Problem statement:
Count the lines in the items below that contain the string "purple", matching case exactly, and give only that number.

Items in a dataset
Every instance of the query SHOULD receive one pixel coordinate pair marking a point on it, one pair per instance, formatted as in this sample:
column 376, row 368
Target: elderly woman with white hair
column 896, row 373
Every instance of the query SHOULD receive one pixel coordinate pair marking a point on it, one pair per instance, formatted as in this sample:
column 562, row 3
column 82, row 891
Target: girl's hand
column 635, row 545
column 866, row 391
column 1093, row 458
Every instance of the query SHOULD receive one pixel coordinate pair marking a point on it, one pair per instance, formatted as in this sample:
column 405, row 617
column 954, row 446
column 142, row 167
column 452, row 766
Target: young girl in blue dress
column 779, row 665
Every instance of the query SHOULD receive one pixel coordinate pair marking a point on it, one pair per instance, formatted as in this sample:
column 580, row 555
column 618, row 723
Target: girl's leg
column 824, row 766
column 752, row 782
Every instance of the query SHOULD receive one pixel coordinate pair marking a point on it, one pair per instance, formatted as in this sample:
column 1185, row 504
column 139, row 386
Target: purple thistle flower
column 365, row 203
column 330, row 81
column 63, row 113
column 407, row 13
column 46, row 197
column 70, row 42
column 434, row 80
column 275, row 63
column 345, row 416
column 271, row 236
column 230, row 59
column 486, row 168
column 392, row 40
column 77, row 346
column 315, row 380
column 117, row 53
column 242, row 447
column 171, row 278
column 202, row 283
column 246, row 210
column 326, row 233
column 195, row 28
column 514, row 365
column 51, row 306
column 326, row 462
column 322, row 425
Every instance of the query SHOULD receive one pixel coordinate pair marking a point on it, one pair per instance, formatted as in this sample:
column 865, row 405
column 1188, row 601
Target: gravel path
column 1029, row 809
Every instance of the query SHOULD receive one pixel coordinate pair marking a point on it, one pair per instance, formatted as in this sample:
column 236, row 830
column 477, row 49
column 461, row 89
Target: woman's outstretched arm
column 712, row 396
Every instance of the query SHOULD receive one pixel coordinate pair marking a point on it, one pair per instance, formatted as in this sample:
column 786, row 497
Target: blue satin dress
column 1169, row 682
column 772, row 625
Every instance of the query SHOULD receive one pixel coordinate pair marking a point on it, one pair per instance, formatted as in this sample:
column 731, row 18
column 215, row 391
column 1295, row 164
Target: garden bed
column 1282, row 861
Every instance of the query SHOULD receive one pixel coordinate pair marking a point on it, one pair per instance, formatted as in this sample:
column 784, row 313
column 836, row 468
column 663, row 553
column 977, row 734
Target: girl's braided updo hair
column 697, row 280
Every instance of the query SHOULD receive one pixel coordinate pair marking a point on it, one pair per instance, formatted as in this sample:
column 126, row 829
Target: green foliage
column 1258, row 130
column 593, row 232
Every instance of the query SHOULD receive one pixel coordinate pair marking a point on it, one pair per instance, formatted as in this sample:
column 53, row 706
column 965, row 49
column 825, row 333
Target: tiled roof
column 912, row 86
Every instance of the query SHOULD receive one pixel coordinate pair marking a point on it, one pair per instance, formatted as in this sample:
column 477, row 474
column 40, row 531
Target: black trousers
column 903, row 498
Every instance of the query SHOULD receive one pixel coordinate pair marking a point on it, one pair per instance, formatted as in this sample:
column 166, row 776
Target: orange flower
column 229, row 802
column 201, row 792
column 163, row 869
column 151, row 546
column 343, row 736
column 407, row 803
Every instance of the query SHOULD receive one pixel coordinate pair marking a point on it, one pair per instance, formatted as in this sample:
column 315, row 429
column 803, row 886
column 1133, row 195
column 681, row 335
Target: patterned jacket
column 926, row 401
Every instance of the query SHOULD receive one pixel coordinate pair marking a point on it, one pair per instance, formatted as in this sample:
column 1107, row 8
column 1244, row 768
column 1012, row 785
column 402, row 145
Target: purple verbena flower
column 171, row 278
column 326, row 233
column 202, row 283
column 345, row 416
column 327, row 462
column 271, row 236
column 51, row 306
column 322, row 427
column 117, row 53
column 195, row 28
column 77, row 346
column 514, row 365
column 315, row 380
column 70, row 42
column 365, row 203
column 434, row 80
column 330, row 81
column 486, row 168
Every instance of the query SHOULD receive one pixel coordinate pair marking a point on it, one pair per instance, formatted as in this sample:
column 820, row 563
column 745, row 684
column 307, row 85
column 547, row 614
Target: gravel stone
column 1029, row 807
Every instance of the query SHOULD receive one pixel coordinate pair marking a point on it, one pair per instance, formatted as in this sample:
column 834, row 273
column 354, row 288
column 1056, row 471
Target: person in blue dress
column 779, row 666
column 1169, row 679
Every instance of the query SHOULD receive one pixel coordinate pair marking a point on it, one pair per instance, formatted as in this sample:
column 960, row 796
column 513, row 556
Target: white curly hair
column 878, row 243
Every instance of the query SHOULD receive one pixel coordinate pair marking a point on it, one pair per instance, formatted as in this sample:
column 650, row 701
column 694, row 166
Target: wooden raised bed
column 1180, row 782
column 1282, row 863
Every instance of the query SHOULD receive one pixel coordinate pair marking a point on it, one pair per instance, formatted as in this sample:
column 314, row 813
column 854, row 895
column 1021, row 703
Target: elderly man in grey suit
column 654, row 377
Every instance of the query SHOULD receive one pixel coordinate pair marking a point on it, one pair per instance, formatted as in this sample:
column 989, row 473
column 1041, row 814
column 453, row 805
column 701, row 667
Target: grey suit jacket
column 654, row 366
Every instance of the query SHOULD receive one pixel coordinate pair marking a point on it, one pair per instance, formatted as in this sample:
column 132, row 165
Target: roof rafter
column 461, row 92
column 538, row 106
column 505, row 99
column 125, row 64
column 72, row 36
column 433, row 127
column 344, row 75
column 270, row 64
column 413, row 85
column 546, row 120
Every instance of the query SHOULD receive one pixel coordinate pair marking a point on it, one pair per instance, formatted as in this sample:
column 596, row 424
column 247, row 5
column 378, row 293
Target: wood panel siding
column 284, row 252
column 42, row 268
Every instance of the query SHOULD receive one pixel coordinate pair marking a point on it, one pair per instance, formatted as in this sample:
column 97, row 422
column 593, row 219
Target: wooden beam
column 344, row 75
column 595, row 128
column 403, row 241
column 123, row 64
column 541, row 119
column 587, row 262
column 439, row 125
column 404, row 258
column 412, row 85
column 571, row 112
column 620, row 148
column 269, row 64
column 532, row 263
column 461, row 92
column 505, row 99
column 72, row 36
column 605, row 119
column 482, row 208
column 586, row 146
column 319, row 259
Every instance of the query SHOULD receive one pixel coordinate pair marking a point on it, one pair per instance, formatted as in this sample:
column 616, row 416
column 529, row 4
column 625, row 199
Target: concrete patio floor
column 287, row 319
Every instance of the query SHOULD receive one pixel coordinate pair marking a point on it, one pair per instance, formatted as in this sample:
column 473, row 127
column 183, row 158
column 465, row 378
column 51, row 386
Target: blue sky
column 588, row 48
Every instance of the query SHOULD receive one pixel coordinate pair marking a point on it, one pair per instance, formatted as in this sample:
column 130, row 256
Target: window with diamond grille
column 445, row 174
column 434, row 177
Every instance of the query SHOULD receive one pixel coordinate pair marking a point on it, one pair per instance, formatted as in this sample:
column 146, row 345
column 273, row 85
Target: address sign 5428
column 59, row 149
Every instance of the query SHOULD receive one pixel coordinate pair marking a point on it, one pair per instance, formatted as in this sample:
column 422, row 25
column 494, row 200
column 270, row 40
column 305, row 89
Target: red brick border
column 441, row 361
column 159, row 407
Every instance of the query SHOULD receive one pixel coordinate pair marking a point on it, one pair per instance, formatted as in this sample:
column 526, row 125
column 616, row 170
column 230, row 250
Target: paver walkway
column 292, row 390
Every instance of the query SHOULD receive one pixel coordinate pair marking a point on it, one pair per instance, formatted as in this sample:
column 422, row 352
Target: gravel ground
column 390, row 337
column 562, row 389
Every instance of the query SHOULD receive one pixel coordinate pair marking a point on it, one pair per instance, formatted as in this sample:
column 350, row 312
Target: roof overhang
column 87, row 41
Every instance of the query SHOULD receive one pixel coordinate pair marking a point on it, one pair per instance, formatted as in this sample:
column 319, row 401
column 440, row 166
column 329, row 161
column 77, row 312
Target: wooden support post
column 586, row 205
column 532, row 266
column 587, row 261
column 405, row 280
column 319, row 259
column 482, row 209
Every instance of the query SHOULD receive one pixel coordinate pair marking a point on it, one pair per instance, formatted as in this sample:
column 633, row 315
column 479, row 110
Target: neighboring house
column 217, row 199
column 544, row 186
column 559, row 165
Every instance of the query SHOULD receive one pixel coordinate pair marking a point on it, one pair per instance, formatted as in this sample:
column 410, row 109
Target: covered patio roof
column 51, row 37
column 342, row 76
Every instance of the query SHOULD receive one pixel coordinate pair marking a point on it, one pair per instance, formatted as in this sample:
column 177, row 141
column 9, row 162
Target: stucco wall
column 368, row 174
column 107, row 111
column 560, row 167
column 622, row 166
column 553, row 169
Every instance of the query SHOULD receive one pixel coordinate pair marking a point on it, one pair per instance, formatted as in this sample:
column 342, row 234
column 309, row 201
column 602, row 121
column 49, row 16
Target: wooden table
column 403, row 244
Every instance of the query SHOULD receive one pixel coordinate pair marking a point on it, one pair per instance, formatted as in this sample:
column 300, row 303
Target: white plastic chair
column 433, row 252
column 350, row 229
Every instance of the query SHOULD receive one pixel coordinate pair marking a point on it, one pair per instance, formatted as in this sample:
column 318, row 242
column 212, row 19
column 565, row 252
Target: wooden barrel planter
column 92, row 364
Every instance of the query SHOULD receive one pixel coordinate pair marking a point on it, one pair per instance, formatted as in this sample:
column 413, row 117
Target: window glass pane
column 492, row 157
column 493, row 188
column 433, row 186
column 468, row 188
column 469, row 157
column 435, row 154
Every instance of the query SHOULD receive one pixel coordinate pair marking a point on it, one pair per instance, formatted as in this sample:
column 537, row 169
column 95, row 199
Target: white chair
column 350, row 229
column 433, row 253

Task answer:
2